### ACTION ITEM:
Find all lines in the records that include the word "sits", and copy them out.
----- DATA TO EXAMINE
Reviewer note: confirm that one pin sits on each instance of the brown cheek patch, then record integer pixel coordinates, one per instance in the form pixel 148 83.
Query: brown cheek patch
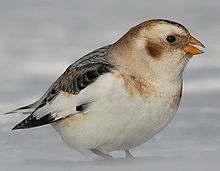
pixel 154 50
pixel 176 99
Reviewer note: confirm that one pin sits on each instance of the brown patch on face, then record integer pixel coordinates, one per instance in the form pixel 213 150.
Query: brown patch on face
pixel 154 50
pixel 136 86
pixel 176 99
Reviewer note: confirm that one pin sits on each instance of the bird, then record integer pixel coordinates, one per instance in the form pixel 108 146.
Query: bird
pixel 119 96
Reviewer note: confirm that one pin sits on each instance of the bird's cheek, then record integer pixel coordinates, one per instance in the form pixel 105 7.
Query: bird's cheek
pixel 154 50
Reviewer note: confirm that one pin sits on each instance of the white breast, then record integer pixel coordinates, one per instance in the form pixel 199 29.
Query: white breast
pixel 115 120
----------
### EXERCISE RESULT:
Reviewer note: confirm that one pin sits on each instance of the brown cheek patch, then record integer pixel coordinates, one per instance in the form pixel 148 83.
Reviewer note: confirm that one pin sits on each instance of the brown patch on face, then record integer pixel coordinates, one per instance in the form pixel 213 150.
Reviewer note: confirm that one pin sits on each instance of the bird, then record integer pixel coordinates, one per instance in the form pixel 108 146.
Reviewer note: confirm that one pin sits on each instance of the bird's cheek, then record integer pixel coordinates, one per instance in the form pixel 105 7.
Reviewer note: confirm that one pin sits on each instance of the white breast, then record integer pixel coordinates, one per instance in the form pixel 199 29.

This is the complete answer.